Your goal:
Here are some records; copy every line that holds the word "framed".
* * * * *
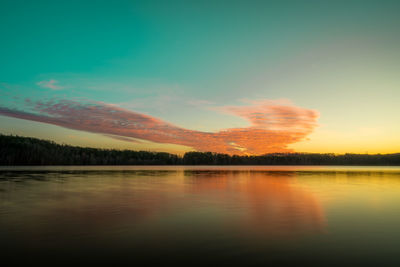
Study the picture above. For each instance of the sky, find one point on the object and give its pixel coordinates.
(236, 77)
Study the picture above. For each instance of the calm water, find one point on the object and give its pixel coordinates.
(348, 216)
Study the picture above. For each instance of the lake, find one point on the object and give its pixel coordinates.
(206, 215)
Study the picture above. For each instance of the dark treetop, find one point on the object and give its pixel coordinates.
(16, 150)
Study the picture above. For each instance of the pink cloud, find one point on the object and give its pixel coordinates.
(51, 84)
(273, 126)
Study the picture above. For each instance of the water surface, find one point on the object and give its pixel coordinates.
(286, 215)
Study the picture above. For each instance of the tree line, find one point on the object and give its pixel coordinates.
(17, 150)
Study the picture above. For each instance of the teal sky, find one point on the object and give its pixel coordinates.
(189, 62)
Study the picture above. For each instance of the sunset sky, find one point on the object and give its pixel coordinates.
(237, 77)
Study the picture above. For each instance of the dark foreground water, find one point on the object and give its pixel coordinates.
(300, 216)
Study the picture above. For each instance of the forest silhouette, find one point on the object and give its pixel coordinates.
(17, 150)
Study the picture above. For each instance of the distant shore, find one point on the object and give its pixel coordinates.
(22, 151)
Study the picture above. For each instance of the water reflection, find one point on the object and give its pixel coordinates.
(238, 216)
(269, 203)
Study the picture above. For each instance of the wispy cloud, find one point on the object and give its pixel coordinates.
(273, 127)
(51, 84)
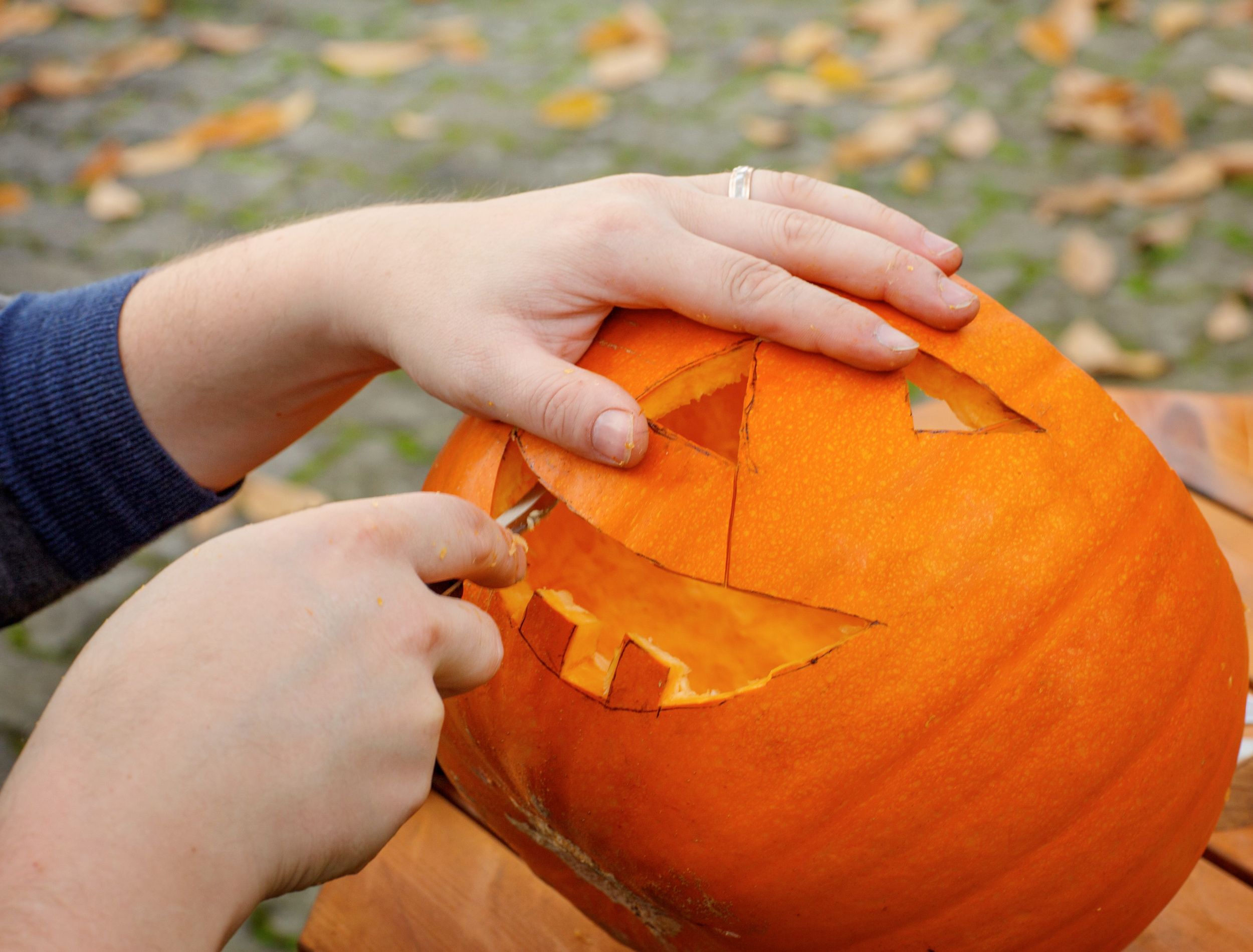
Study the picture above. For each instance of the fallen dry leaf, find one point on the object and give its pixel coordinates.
(108, 9)
(886, 137)
(839, 73)
(415, 127)
(1233, 158)
(1229, 322)
(916, 176)
(262, 498)
(1176, 18)
(630, 66)
(1082, 198)
(14, 199)
(1189, 177)
(1094, 350)
(1166, 231)
(913, 42)
(374, 59)
(805, 43)
(109, 201)
(1231, 83)
(574, 109)
(226, 39)
(103, 163)
(252, 123)
(26, 19)
(974, 136)
(766, 132)
(797, 89)
(910, 88)
(1087, 262)
(158, 157)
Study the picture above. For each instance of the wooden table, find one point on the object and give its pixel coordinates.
(447, 885)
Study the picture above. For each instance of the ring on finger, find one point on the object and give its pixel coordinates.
(741, 182)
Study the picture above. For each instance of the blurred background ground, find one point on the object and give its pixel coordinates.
(472, 121)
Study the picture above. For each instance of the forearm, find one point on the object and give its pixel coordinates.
(235, 352)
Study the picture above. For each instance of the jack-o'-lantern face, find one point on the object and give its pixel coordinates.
(959, 613)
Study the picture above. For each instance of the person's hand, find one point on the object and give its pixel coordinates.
(487, 305)
(234, 354)
(260, 718)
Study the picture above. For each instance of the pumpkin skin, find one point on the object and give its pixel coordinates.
(1026, 751)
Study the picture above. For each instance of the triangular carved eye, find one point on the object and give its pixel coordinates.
(961, 402)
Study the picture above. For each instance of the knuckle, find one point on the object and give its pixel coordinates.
(795, 187)
(751, 281)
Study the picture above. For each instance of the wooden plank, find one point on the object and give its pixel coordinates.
(1213, 912)
(447, 885)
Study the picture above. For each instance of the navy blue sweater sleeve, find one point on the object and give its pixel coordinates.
(84, 472)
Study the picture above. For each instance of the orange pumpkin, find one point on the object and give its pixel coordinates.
(812, 677)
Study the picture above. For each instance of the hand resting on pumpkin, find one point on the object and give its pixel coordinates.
(235, 352)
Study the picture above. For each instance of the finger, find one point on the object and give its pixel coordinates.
(465, 648)
(442, 537)
(723, 287)
(577, 409)
(841, 204)
(831, 254)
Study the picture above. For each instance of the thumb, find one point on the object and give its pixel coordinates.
(575, 409)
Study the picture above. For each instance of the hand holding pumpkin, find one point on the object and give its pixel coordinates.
(221, 741)
(234, 354)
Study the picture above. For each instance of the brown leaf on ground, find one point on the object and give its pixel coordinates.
(374, 59)
(1231, 83)
(262, 498)
(1087, 262)
(886, 137)
(974, 136)
(112, 9)
(1192, 176)
(103, 163)
(1233, 158)
(910, 88)
(26, 19)
(1166, 231)
(630, 66)
(574, 109)
(1229, 321)
(1176, 18)
(1094, 350)
(805, 43)
(415, 127)
(839, 73)
(260, 121)
(913, 42)
(14, 199)
(159, 156)
(58, 79)
(1082, 198)
(226, 39)
(797, 89)
(766, 132)
(109, 201)
(916, 176)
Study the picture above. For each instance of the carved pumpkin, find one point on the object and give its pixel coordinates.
(812, 678)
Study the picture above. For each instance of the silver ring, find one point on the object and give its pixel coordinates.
(741, 182)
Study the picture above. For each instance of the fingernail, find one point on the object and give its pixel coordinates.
(894, 340)
(935, 245)
(955, 296)
(613, 435)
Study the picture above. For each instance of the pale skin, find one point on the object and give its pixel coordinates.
(265, 715)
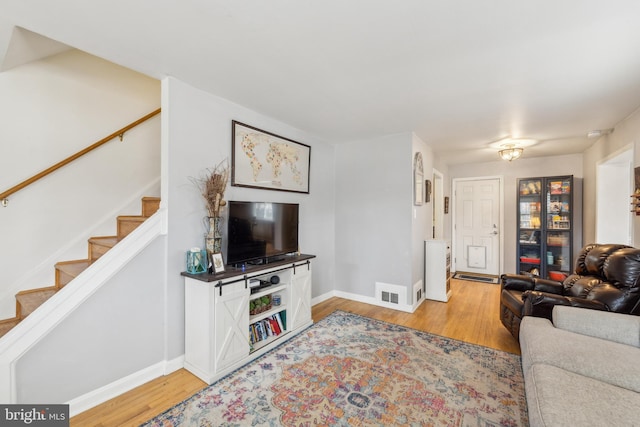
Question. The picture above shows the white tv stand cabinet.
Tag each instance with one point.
(218, 326)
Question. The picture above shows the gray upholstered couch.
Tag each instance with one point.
(583, 369)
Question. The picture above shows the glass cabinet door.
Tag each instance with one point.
(558, 222)
(529, 225)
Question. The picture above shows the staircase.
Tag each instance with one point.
(27, 301)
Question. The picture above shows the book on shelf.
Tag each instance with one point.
(272, 326)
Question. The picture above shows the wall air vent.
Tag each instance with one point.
(390, 297)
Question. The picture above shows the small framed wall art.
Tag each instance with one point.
(418, 176)
(218, 263)
(261, 159)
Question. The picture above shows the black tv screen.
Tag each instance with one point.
(261, 231)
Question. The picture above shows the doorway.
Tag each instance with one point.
(438, 205)
(477, 223)
(614, 184)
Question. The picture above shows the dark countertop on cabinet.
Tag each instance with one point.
(231, 271)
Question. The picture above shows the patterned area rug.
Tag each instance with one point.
(349, 370)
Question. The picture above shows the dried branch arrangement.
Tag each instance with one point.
(212, 185)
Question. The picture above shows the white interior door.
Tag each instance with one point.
(477, 226)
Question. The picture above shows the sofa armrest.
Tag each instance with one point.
(617, 327)
(517, 282)
(520, 282)
(541, 304)
(549, 286)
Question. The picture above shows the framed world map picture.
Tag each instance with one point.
(262, 159)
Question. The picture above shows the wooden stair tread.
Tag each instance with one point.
(32, 299)
(150, 205)
(29, 300)
(100, 245)
(104, 240)
(73, 268)
(7, 324)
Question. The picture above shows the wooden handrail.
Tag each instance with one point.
(120, 133)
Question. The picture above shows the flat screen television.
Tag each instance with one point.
(260, 232)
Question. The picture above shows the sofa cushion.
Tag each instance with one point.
(621, 328)
(556, 397)
(542, 343)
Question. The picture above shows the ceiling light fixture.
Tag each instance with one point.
(510, 152)
(597, 133)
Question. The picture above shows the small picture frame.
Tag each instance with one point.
(217, 263)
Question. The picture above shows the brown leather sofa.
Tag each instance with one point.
(606, 277)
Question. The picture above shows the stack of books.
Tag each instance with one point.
(265, 328)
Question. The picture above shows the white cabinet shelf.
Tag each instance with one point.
(219, 327)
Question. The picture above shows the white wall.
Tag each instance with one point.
(422, 218)
(511, 171)
(198, 136)
(51, 109)
(374, 197)
(115, 333)
(627, 132)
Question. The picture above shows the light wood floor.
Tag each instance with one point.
(471, 315)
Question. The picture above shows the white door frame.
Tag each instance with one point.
(437, 230)
(454, 182)
(611, 172)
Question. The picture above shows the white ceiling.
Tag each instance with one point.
(461, 74)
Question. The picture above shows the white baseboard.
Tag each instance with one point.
(123, 385)
(363, 299)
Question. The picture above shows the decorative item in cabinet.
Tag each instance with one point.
(259, 305)
(548, 206)
(635, 203)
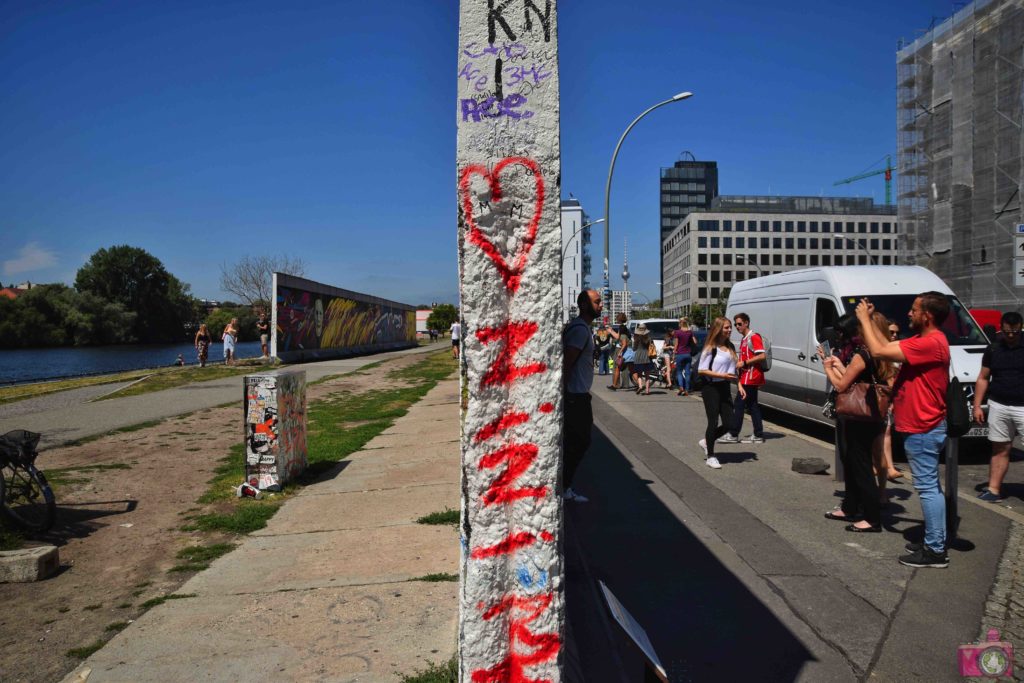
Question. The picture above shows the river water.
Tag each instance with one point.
* * * * *
Solution to this task:
Question. The picture above shows the small framed wall art.
Question. The picture above shows the framed world map picture.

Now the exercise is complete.